◆ **SELECTED PASSAGE**:
Blind Assist

Build and edit workflows

Purpose

Workflows define how media moves through a review process. A workflow gives a department its status lanes, allowed status moves, approval requirements, and optional automation rules.

Use this guide when you need to:

  • Create a workflow for a department.
  • Rename a workflow.
  • Add, reorder, recolor, or remove statuses.
  • Define which status changes are allowed.
  • Require comments or approvals before an item can move.
  • Add automation rules for repeated review steps.
  • Attach the workflow to a library so the Kanban board can use it.

Before You Start

You need owner or admin access to the organization. Workflows are configured at the organization level, then attached to one or more libraries.

It helps to decide these things before opening the editor:

  • Which department owns the process.
  • The status names users should see as Kanban lanes.
  • Which moves are allowed between statuses.
  • Which roles can make each move.
  • Whether any move needs a comment or approval.
  • Whether repeated steps should be automated with rules.

Good workflow status names are short and action-oriented: Draft, In Review, Approved, Needs Fixes, or Published.

Open Workflow Settings

  1. Open the app.
  2. Select Organization in the left navigation.
  3. In Organization Settings, select Workflows.
  4. Find the department you want to configure.

You will see a department workflow list like this:

Workflow settings list

Each department appears as a card. A configured department shows its workflow name and status count. An unconfigured department shows a setup state and a Configure action.

Create A Workflow

Use this flow when a department does not have a workflow yet.

  1. In Organization Settings -> Workflows, find the unconfigured department.
  2. Select Configure.
  3. In the empty workflow editor, select Create workflow.

The empty editor looks like this before the workflow is created:

Create workflow empty state

After you select Create workflow, Captionator creates a starting workflow for that department. The default workflow name uses the department name, and the editor starts with three statuses: New, In Review, and Approved.

Create workflow default statuses

  1. Rename the workflow if needed.
  2. Adjust the statuses, transitions, approval gates, or rules.
  3. Select Save changes.

Nothing is persisted until Save changes is selected. If you select Cancel, the editor closes and discards unsaved edits from that modal session.

Edit An Existing Workflow

Use this flow when a department already has a workflow.

  1. Open Organization -> Workflows.
  2. Find the department card.
  3. Select Configure.

◆ **REQUEST 1**: Render the entry lines below, from the one containing "of the purple" through the one containing "[[179, 245]]" inclusive, as a Markdown table with columns Row and Line, leaving out any blank lines.

◆ **INFORMATION PROVIDED**:
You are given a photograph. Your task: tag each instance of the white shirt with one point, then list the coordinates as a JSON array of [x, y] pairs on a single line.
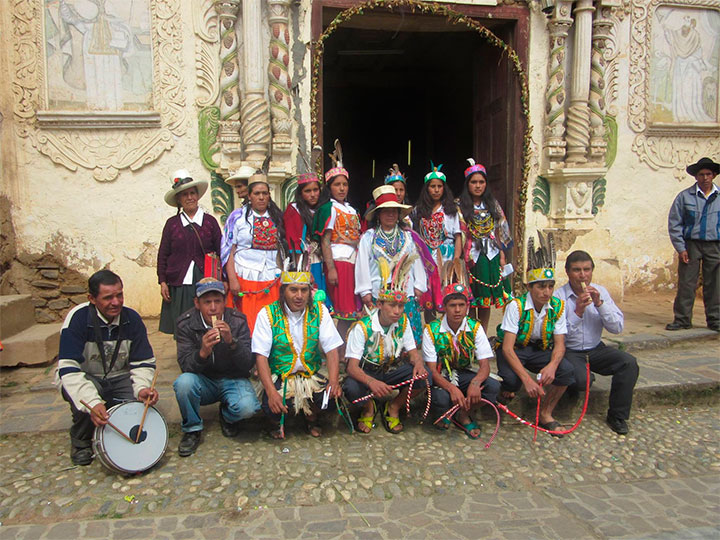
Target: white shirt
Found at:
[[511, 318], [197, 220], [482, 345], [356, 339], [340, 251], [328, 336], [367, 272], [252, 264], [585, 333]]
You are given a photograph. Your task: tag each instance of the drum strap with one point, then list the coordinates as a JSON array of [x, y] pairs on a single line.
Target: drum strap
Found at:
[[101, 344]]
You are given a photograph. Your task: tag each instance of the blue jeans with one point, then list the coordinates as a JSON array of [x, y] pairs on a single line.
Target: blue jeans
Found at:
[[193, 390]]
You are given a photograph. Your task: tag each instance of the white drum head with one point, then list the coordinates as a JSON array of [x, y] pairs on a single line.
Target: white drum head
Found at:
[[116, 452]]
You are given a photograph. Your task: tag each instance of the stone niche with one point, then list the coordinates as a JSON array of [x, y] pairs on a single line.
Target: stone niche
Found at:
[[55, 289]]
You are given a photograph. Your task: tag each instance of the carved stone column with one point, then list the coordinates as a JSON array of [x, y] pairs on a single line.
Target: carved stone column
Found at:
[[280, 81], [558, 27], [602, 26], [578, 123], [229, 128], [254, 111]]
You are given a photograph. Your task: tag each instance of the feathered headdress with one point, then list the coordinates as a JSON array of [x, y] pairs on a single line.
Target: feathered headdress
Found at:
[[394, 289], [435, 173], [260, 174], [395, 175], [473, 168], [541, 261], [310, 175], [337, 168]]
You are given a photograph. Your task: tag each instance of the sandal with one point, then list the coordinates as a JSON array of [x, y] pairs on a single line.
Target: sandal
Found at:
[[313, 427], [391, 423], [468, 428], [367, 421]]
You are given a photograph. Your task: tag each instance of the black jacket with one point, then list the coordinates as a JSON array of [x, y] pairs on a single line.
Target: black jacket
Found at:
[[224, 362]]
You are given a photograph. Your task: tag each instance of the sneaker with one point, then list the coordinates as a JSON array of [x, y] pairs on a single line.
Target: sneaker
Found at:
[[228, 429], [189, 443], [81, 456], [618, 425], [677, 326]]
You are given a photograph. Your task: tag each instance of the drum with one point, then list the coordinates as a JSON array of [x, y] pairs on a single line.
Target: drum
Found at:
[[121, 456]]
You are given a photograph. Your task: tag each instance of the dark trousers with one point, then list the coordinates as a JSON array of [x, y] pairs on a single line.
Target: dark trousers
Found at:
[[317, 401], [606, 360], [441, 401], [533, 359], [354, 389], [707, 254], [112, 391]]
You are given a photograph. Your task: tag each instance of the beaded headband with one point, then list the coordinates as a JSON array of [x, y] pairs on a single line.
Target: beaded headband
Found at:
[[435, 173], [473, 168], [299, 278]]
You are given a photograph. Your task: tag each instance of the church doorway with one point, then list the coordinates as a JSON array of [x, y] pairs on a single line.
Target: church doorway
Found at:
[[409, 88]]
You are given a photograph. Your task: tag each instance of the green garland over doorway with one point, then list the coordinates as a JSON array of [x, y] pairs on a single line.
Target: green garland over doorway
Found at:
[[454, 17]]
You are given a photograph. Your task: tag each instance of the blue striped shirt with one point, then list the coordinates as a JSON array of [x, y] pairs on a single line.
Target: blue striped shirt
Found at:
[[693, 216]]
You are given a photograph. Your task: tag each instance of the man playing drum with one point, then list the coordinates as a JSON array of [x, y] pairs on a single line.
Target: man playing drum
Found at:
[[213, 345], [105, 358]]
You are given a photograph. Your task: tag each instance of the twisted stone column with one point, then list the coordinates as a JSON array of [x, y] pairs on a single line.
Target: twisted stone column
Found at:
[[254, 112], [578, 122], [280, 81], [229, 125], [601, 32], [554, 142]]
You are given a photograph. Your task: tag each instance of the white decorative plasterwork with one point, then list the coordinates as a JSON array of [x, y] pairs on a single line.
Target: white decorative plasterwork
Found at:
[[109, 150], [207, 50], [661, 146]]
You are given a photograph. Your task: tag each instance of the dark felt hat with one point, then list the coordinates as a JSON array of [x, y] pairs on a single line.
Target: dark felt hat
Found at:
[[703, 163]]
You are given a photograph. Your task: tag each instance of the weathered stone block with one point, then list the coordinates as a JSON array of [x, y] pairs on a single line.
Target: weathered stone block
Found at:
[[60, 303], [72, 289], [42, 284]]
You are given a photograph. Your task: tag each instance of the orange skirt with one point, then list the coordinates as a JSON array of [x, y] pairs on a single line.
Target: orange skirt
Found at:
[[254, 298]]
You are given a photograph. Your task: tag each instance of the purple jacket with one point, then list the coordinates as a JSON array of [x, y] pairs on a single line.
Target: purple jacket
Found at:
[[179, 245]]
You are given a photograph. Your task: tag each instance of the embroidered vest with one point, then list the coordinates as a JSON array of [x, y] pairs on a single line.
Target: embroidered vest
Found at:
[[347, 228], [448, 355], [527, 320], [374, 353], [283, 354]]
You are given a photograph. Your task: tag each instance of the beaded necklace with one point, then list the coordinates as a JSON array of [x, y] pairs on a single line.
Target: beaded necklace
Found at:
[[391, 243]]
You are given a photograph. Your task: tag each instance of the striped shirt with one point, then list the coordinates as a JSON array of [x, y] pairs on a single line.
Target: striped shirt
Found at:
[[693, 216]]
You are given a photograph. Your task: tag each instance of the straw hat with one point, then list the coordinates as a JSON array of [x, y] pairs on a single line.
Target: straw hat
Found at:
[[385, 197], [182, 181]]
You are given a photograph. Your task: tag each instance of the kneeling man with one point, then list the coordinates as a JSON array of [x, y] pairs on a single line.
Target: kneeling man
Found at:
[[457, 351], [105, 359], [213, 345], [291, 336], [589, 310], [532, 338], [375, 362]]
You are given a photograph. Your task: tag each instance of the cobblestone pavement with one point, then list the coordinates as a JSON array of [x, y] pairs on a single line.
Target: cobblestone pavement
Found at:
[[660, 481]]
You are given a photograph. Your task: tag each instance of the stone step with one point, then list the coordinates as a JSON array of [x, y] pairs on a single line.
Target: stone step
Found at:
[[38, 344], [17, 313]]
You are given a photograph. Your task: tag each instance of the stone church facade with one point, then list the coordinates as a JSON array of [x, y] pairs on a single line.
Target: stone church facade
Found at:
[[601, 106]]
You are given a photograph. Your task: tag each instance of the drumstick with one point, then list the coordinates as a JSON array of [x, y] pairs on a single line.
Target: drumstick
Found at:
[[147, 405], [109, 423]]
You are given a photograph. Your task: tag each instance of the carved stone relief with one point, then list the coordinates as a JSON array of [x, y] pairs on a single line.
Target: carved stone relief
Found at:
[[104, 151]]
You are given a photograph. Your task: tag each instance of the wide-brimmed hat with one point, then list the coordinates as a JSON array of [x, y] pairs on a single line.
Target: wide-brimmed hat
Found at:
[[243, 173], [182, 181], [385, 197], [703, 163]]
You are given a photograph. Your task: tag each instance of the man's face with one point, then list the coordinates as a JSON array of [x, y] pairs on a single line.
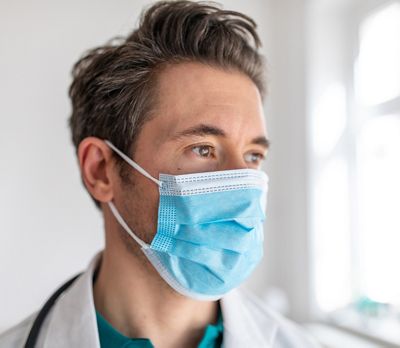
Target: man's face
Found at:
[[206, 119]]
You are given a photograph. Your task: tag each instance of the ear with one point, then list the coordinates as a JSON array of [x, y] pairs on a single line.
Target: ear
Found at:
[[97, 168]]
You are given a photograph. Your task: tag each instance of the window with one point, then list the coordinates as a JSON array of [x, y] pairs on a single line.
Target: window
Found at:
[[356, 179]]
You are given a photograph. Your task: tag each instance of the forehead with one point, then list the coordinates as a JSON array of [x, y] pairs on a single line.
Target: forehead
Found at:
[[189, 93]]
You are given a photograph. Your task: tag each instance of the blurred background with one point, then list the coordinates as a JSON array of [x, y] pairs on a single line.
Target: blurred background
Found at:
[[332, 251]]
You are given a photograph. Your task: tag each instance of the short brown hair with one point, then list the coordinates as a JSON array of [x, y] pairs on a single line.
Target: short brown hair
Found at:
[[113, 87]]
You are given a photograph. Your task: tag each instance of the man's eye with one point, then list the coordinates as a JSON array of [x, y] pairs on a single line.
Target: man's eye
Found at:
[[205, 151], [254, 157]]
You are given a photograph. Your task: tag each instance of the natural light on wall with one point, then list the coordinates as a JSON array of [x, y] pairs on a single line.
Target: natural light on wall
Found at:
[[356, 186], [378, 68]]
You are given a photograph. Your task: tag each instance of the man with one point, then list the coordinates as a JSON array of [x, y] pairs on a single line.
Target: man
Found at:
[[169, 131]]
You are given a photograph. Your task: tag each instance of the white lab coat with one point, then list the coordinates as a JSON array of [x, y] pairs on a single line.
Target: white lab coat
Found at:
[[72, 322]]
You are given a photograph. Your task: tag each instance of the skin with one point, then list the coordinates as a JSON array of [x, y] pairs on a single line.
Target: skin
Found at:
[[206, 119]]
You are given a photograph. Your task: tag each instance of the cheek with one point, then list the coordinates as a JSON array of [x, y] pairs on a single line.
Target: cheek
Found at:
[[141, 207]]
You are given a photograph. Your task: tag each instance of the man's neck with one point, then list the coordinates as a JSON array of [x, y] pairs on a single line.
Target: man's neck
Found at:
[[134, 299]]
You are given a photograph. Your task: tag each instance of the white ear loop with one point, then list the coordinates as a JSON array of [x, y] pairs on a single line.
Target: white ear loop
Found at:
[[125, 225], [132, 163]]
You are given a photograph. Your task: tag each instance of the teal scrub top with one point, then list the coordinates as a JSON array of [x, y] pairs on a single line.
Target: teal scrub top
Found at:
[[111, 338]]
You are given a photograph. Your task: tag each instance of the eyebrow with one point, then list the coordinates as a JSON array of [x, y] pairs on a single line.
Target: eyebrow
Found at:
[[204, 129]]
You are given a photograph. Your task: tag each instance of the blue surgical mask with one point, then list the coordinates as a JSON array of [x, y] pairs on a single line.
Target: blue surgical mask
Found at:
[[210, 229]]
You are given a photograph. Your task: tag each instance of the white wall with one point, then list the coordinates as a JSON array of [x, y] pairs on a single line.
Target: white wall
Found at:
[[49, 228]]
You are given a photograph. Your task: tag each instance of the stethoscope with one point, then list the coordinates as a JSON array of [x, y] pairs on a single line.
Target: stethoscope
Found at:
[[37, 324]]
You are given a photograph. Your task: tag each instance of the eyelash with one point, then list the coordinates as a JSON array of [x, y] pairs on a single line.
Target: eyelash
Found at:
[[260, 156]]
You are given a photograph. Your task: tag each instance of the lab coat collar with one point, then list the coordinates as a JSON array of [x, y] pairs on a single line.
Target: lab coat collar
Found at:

◆ **REQUEST 2**: Write the next part of the workflow setup guide above, picking up after its final line.

◆ **FINAL ANSWER 1**:
| Row | Line |
|---|---|
| 1 | You are given a photograph. Your task: tag each instance of the purple jacket with one point, then list the coordinates as a JSON array of [x, y] pairs on a single line. |
| 2 | Target: purple jacket |
| 3 | Found at: |
| 4 | [[179, 245]] |

◆ **FINAL ANSWER 2**:
The workflow editor opens on Statuses first:

Edit statuses tab

The editor has four tabs:

  • Statuses controls the visible stages of work.
  • Transitions controls which moves are allowed.
  • Approval Gates controls required sign-off.
  • Rules controls workflow automation.

The footer shows Cancel and Save changes. When the editor detects a change, it shows an unsaved-changes indicator. Select Save changes to persist everything from all tabs together.

Statuses

Statuses are the lifecycle stages users see on workflow cards and Kanban lanes.

Use the Statuses tab to:

  • Rename each status.
  • Choose the color used for the status chip or lane.
  • Set an optional SLA in days.
  • Add a new status.
  • Reorder statuses with the drag handle.
  • Delete a status from the workflow definition.

Add A Status

  1. Open the Statuses tab.
  2. Select Add status.
  3. Enter the status name.
  4. Choose a color if the default color is not right.
  5. Enter an SLA in days if that status should have a timing target.
  6. Select Save changes when the workflow is ready.

The new status appears at the end of the list. You can drag it into the right position before saving.

Change A Status Color

  1. Select the color dot on the status row.
  2. Pick the color you want.
  3. Select Done or click outside the color picker.

The color picker is small and local to the status row:

Status color picker

Reorder Statuses

Use the drag handle on the left side of each status row. Drop a row above, between, or below the other statuses. Dropping below the final status moves that status to the end.

Use this when the process order changes. For example, moving Published after Approved makes the Kanban board read in that final review order.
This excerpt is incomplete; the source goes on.